OBJECTIVE:
Could you update the listing below by replacing every "innermost" with "central" and leaving everything else unchanged?

PROVIDED RECORDS:

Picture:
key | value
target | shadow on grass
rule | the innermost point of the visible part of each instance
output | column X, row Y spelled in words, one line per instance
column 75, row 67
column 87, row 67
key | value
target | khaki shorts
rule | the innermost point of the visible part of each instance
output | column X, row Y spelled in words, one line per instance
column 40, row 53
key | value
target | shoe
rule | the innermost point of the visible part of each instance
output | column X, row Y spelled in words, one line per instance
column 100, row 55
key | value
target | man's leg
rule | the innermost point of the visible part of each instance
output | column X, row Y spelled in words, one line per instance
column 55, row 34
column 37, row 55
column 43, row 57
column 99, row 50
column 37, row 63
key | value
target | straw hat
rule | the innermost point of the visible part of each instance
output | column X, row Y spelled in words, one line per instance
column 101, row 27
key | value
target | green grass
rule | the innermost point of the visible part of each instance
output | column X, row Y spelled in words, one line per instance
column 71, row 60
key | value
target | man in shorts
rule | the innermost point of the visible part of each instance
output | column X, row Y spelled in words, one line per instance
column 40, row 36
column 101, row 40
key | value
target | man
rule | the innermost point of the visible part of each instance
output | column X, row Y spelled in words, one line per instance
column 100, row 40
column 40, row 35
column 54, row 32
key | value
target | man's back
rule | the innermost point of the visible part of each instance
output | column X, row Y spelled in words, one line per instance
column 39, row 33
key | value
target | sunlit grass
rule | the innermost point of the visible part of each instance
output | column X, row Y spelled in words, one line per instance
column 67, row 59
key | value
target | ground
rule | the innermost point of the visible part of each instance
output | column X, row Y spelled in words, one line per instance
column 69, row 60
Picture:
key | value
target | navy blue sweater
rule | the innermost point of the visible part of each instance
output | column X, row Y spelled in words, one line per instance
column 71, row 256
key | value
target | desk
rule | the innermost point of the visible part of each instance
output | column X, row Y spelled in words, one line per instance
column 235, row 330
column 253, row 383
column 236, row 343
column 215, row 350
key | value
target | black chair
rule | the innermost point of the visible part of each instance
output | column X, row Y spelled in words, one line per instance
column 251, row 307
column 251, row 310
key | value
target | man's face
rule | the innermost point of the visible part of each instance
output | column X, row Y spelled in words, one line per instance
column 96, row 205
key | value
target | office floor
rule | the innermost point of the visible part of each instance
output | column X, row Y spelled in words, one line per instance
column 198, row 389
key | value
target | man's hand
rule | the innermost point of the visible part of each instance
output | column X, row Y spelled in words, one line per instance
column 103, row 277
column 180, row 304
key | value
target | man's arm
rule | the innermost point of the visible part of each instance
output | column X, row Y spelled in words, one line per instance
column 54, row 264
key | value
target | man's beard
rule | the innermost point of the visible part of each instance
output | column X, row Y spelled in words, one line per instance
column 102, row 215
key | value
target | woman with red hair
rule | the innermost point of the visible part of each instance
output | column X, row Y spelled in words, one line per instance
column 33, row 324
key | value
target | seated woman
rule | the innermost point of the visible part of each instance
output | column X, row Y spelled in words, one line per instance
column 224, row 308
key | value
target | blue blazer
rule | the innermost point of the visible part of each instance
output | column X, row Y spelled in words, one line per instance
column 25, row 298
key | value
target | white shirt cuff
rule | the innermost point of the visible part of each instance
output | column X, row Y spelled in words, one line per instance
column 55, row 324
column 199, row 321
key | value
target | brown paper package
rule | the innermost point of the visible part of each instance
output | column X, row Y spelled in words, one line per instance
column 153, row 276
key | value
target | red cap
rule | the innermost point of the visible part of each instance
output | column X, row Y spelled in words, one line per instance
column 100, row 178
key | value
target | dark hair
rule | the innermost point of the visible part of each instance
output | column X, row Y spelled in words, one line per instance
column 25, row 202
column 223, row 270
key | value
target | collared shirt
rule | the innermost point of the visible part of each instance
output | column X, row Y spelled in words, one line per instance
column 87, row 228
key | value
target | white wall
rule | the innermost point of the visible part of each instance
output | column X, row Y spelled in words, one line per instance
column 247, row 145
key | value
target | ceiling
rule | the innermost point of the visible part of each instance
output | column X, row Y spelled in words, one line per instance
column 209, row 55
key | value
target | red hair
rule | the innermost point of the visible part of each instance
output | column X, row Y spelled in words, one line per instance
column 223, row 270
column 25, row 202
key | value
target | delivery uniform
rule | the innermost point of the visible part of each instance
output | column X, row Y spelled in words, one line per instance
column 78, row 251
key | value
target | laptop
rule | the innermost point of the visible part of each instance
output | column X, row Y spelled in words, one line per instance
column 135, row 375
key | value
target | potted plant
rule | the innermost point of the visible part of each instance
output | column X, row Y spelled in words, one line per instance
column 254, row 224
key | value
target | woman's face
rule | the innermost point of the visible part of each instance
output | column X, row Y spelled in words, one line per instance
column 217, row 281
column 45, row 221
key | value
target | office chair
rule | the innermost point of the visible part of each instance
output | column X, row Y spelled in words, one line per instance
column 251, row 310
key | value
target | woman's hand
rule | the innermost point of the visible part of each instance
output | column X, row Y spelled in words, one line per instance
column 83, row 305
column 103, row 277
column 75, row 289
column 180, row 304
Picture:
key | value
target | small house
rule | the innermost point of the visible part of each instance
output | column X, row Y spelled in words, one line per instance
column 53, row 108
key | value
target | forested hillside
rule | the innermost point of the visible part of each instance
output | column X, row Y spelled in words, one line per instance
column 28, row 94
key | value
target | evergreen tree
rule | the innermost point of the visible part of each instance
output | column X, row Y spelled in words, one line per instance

SOLUTION FOR THIS EXERCISE:
Picture:
key | value
target | shadow on grass
rule | the central point of the visible part of each instance
output | column X, row Y spelled in words, one line per instance
column 75, row 67
column 87, row 67
key | value
target | khaki shorts
rule | the central point of the visible part of each instance
output | column X, row Y spelled in words, one line per instance
column 40, row 53
key | value
target | shoe
rule | the central point of the visible part of each instance
output | column X, row Y spelled in words, one line per instance
column 100, row 55
key | value
target | man's leg
rule | the central point of the visible part of each instance
output | column X, row Y spelled in words, one line per instance
column 55, row 34
column 37, row 55
column 43, row 57
column 99, row 50
column 37, row 63
key | value
target | straw hat
rule | the central point of the visible part of each instance
output | column X, row Y spelled in words, one line per instance
column 101, row 27
key | value
target | green grass
rule | the central point of the visible part of each instance
output | column X, row Y spelled in words, one line per instance
column 71, row 60
key | value
target | man in shorts
rule | the central point of the visible part of each instance
output | column X, row Y spelled in words, one line per instance
column 40, row 36
column 101, row 40
key | value
target | man
rule | the central point of the visible part of each instance
output | column X, row Y spelled in words, one line per instance
column 100, row 40
column 40, row 35
column 54, row 32
key | value
target | man's back
rule | the central point of the visible part of each instance
output | column X, row Y spelled in words, one line per instance
column 39, row 33
key | value
target | sunlit grass
rule | the central point of the visible part of each instance
output | column X, row Y spelled in words, one line per instance
column 67, row 59
key | value
target | ground
rule | the central point of the visible part of each instance
output | column X, row Y spelled in words, one line per instance
column 69, row 60
Picture:
key | value
target | navy blue sweater
rule | the central point of the visible part of each instance
output | column X, row Y spelled in words, one line per instance
column 71, row 256
key | value
target | desk
rule | the central point of the visible part of each instance
output | column X, row Y spelled in words, one line per instance
column 235, row 330
column 253, row 383
column 236, row 343
column 215, row 350
key | value
target | black chair
rule | the central point of the visible part of each instance
output | column X, row Y spelled in words, one line per instance
column 251, row 307
column 251, row 310
key | value
target | man's face
rule | the central point of the visible part of each instance
output | column X, row Y spelled in words, one line per instance
column 96, row 205
key | value
target | office floor
rule | the central point of the visible part of each instance
output | column X, row Y spelled in words, one line per instance
column 198, row 389
key | value
target | man's hand
rule | the central point of the visible part of each instance
output | column X, row Y spelled in words, one line per instance
column 103, row 277
column 180, row 304
key | value
target | man's arm
rule | the central point of the visible part of each instance
output | column X, row Y spelled in words, one line per instance
column 54, row 264
key | value
target | man's beard
rule | the central point of the visible part of each instance
output | column X, row Y spelled in words, one line per instance
column 102, row 215
key | value
target | woman with red hair
rule | the central point of the visible part of each instance
output | column X, row Y spelled in words, one line per instance
column 33, row 324
key | value
target | seated woman
rule | the central point of the visible part of each instance
output | column X, row Y spelled in words, one line per instance
column 224, row 308
key | value
target | blue blazer
rule | the central point of the visible part of each instance
output | column X, row Y spelled in words, one line per instance
column 25, row 298
key | value
target | white shirt cuff
rule | the central point of the visible part of each instance
output | column X, row Y spelled in words, one line per instance
column 55, row 324
column 199, row 321
key | value
target | brown paper package
rule | the central point of the visible part of each instance
output | column X, row Y spelled in words, one line per instance
column 153, row 276
key | value
target | red cap
rule | the central point of the visible part of each instance
output | column X, row Y spelled in words, one line per instance
column 100, row 178
key | value
target | dark hair
rule | the central point of the visible part of each instance
output | column X, row Y spelled in words, one line per instance
column 25, row 202
column 223, row 270
key | value
target | collared shirt
rule | the central point of the visible part of each instance
output | column X, row Y spelled in words, one line per instance
column 87, row 228
key | value
target | white wall
rule | the central point of the visible part of each instance
output | column X, row Y spelled in words, one line per instance
column 247, row 145
key | value
target | ceiling
rule | the central point of the visible part of each instance
output | column X, row Y spelled in words, one line per instance
column 209, row 55
key | value
target | red hair
rule | the central point of the visible part of each instance
output | column X, row Y spelled in words, one line per instance
column 223, row 270
column 25, row 202
key | value
target | delivery uniform
rule | the central point of the visible part of each instance
output | column X, row Y spelled in words, one line per instance
column 78, row 251
key | value
target | laptop
rule | the central point of the visible part of each instance
output | column X, row Y spelled in words, one line per instance
column 135, row 375
key | value
target | potted plant
rule | the central point of the visible part of each instance
output | column X, row Y spelled in words, one line per instance
column 254, row 224
key | value
target | woman's face
rule | the central point of the visible part of each instance
output | column X, row Y spelled in words, one line per instance
column 217, row 281
column 45, row 221
key | value
target | office chair
rule | the central point of the visible part of each instance
output | column X, row Y spelled in words, one line per instance
column 251, row 310
key | value
target | woman's hand
rule | the central point of the visible part of each instance
output | column X, row Y spelled in words, one line per instance
column 83, row 305
column 103, row 277
column 75, row 289
column 180, row 304
Picture:
key | value
target | small house
rule | the central point of the visible part of each instance
output | column X, row Y spelled in words, one line per instance
column 53, row 108
key | value
target | forested hillside
rule | the central point of the visible part of each instance
output | column X, row Y spelled in words, one line per instance
column 28, row 94
key | value
target | evergreen tree
rule | the central point of the visible part of each instance
output | column X, row Y spelled in words, one line per instance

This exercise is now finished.